═══ Provided information ═══

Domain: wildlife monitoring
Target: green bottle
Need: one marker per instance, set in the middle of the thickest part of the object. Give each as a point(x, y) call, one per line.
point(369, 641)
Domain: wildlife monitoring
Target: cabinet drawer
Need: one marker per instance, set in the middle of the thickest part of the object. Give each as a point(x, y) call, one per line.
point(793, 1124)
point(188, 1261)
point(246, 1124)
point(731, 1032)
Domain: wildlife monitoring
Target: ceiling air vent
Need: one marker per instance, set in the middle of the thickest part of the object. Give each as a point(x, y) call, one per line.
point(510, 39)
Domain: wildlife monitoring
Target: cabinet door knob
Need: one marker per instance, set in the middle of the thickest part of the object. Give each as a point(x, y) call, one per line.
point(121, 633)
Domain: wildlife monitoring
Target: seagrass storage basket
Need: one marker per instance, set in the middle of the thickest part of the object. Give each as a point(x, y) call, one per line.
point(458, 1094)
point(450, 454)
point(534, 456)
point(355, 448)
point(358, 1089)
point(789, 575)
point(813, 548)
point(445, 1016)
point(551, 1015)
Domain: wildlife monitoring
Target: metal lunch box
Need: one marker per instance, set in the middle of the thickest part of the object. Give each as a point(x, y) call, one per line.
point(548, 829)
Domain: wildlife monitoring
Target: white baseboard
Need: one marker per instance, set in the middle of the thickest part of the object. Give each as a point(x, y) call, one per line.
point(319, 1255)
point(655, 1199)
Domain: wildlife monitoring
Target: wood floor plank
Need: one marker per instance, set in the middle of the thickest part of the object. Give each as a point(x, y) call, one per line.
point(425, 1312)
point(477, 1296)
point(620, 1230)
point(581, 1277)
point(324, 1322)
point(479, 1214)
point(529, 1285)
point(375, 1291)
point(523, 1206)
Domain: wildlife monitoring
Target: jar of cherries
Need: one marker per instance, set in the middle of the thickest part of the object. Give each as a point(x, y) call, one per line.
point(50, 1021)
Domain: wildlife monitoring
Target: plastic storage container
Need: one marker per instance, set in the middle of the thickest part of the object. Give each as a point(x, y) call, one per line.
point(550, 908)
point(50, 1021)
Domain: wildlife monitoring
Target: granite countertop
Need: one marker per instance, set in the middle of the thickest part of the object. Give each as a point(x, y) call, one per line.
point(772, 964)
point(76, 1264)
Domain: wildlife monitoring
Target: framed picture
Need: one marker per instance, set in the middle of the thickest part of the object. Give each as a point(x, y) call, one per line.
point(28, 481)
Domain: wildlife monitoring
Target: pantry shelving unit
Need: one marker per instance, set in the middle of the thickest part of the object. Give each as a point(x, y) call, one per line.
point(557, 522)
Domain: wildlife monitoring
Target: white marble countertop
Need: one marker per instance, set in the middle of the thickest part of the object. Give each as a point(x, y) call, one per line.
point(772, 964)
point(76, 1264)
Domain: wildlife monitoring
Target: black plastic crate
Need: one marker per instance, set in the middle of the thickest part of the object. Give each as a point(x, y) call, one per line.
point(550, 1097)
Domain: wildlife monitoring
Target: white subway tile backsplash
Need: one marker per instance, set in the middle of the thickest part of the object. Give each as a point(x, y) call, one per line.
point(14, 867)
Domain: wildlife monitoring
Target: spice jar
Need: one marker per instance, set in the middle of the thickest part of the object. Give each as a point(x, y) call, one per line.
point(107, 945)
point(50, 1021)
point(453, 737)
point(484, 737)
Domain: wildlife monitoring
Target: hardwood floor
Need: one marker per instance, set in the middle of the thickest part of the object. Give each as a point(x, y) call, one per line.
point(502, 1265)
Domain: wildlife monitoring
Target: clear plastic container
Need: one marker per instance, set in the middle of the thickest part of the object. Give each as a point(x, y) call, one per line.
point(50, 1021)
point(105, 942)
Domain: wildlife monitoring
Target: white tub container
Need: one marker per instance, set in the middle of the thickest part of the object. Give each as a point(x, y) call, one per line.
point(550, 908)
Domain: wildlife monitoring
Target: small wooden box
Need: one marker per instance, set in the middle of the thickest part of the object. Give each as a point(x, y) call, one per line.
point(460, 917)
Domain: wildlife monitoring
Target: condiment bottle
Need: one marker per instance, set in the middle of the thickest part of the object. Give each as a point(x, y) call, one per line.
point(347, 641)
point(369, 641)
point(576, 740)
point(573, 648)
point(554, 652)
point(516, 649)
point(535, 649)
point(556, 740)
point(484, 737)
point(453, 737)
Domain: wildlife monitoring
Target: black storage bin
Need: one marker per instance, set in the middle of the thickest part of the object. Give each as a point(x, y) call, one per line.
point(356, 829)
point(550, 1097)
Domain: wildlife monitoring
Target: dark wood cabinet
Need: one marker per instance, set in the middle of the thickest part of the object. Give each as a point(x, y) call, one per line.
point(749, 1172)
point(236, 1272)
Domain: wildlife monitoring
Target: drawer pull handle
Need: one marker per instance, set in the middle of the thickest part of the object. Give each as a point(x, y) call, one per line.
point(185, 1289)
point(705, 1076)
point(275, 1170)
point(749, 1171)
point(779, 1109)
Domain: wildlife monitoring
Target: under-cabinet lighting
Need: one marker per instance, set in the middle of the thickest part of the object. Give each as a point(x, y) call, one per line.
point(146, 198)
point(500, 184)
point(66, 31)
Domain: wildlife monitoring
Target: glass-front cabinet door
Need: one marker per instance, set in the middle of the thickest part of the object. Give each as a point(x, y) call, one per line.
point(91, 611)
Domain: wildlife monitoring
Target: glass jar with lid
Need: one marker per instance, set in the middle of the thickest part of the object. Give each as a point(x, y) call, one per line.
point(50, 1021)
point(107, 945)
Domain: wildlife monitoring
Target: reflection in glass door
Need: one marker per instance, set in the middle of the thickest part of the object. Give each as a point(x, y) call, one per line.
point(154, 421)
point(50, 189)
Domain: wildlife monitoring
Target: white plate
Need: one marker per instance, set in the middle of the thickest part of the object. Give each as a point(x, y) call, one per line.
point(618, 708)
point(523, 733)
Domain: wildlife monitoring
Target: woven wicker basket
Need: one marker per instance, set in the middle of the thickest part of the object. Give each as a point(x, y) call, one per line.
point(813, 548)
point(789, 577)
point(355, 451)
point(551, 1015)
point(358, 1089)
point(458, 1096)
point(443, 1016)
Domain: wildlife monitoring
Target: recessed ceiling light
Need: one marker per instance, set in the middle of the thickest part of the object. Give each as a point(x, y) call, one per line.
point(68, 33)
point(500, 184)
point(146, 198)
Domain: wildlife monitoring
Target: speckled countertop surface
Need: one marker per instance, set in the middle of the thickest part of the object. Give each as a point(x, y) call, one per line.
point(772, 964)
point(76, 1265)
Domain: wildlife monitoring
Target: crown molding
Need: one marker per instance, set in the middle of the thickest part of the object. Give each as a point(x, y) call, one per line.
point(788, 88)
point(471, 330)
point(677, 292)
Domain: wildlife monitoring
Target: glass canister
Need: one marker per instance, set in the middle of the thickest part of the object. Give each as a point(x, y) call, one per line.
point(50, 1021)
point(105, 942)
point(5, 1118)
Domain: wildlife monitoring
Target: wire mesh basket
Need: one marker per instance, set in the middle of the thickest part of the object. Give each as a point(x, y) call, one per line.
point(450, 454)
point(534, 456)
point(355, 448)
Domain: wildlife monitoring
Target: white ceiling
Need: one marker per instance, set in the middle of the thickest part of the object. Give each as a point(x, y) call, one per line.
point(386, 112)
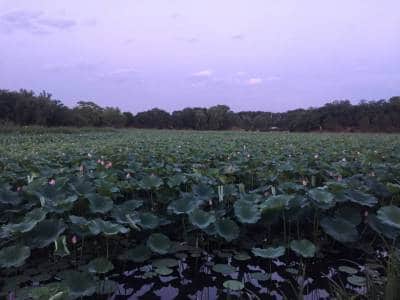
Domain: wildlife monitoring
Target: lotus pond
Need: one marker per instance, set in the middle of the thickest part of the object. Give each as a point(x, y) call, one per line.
point(143, 214)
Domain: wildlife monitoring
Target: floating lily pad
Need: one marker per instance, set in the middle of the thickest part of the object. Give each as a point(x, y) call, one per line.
point(164, 271)
point(304, 248)
point(138, 254)
point(348, 270)
point(390, 215)
point(149, 220)
point(361, 198)
point(44, 233)
point(357, 280)
point(223, 269)
point(246, 212)
point(201, 219)
point(322, 198)
point(242, 256)
point(14, 256)
point(227, 229)
point(270, 252)
point(79, 284)
point(60, 247)
point(260, 276)
point(184, 205)
point(159, 243)
point(234, 285)
point(99, 204)
point(340, 229)
point(165, 262)
point(100, 265)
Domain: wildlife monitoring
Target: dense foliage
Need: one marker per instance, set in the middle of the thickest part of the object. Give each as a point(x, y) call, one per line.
point(77, 208)
point(26, 108)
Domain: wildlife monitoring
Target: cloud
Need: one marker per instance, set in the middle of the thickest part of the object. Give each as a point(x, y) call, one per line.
point(189, 40)
point(120, 75)
point(238, 36)
point(34, 22)
point(254, 81)
point(79, 66)
point(203, 73)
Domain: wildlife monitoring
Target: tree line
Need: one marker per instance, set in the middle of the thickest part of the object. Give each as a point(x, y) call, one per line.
point(22, 108)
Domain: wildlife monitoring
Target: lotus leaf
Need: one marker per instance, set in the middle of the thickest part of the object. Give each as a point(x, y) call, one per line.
point(100, 265)
point(227, 229)
point(390, 215)
point(304, 248)
point(234, 285)
point(269, 252)
point(246, 212)
point(99, 204)
point(340, 229)
point(14, 256)
point(159, 243)
point(201, 219)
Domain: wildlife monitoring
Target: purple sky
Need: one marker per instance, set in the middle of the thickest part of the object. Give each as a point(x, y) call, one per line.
point(248, 54)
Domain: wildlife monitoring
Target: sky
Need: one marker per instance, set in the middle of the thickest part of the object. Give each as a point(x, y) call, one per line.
point(248, 54)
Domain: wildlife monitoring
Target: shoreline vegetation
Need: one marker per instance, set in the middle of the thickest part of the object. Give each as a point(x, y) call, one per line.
point(19, 109)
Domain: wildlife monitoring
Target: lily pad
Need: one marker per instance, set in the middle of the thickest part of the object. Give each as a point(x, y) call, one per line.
point(138, 254)
point(304, 248)
point(340, 229)
point(348, 270)
point(223, 269)
point(227, 229)
point(184, 205)
point(246, 212)
point(44, 233)
point(99, 204)
point(79, 284)
point(234, 285)
point(60, 247)
point(322, 198)
point(270, 252)
point(159, 243)
point(149, 220)
point(390, 215)
point(201, 219)
point(100, 265)
point(357, 280)
point(14, 256)
point(164, 271)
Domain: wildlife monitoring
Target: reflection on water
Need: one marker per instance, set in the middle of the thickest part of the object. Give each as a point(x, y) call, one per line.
point(194, 278)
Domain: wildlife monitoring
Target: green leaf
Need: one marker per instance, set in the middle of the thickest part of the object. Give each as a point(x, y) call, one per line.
point(303, 247)
point(234, 285)
point(14, 256)
point(149, 220)
point(270, 252)
point(60, 247)
point(201, 219)
point(223, 269)
point(340, 229)
point(99, 204)
point(246, 212)
point(79, 284)
point(159, 243)
point(100, 265)
point(227, 229)
point(390, 215)
point(321, 198)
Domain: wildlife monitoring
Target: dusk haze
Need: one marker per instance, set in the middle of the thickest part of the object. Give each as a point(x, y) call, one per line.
point(250, 55)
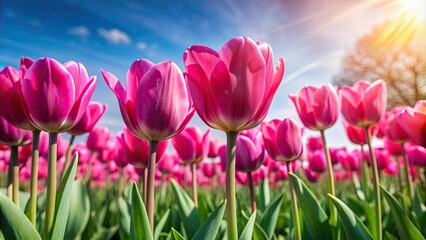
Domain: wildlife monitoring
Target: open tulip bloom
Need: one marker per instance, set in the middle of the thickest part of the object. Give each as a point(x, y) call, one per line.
point(232, 91)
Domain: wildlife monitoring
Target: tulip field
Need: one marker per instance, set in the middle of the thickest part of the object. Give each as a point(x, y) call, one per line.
point(64, 177)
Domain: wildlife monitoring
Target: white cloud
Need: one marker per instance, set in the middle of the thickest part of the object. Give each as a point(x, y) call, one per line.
point(115, 36)
point(81, 31)
point(141, 45)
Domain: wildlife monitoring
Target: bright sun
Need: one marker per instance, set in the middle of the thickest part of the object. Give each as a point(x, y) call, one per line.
point(416, 7)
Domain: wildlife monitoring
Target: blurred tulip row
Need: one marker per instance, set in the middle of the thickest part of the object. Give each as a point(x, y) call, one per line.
point(161, 179)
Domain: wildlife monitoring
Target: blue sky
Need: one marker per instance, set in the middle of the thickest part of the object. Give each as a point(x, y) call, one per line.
point(311, 36)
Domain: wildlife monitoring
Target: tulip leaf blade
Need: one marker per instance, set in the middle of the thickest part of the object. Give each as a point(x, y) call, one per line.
point(63, 201)
point(406, 229)
point(353, 226)
point(270, 216)
point(79, 212)
point(314, 216)
point(188, 212)
point(210, 227)
point(247, 232)
point(14, 223)
point(139, 223)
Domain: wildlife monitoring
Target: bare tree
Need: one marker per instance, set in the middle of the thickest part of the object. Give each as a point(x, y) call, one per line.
point(393, 52)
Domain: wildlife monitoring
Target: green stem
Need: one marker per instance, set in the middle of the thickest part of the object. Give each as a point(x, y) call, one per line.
point(251, 190)
point(330, 177)
point(294, 207)
point(15, 174)
point(51, 182)
point(150, 206)
point(32, 215)
point(68, 156)
point(194, 183)
point(376, 184)
point(231, 204)
point(407, 174)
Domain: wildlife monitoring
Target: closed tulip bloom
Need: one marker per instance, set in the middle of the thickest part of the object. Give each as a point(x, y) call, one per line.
point(392, 127)
point(413, 122)
point(12, 136)
point(57, 94)
point(98, 138)
point(156, 104)
point(318, 108)
point(283, 139)
point(233, 88)
point(90, 117)
point(316, 161)
point(11, 91)
point(192, 145)
point(364, 104)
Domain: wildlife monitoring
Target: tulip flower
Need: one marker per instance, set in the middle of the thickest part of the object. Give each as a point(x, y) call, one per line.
point(283, 141)
point(57, 96)
point(363, 105)
point(232, 91)
point(155, 106)
point(17, 113)
point(318, 109)
point(94, 112)
point(12, 136)
point(192, 146)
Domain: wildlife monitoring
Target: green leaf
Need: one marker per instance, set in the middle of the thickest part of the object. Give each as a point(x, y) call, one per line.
point(406, 228)
point(176, 235)
point(354, 227)
point(79, 213)
point(139, 227)
point(104, 233)
point(63, 199)
point(160, 225)
point(187, 210)
point(313, 214)
point(124, 212)
point(248, 229)
point(13, 222)
point(270, 216)
point(209, 229)
point(265, 194)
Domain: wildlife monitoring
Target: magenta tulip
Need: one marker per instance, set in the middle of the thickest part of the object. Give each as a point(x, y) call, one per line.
point(192, 145)
point(318, 108)
point(413, 122)
point(364, 104)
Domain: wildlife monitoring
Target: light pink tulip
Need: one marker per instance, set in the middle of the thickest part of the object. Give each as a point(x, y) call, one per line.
point(318, 108)
point(233, 88)
point(364, 104)
point(156, 104)
point(56, 94)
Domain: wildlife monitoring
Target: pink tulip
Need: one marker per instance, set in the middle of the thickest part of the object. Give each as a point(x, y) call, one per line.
point(318, 108)
point(137, 150)
point(250, 151)
point(233, 88)
point(316, 161)
point(156, 105)
point(56, 95)
point(13, 136)
point(90, 117)
point(364, 104)
point(413, 122)
point(98, 138)
point(283, 139)
point(392, 127)
point(192, 145)
point(11, 91)
point(214, 148)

═══

Collect every line of the material above that contains the word "black", and copy each one out in full.

Target: black plastic crate
Target: black storage bin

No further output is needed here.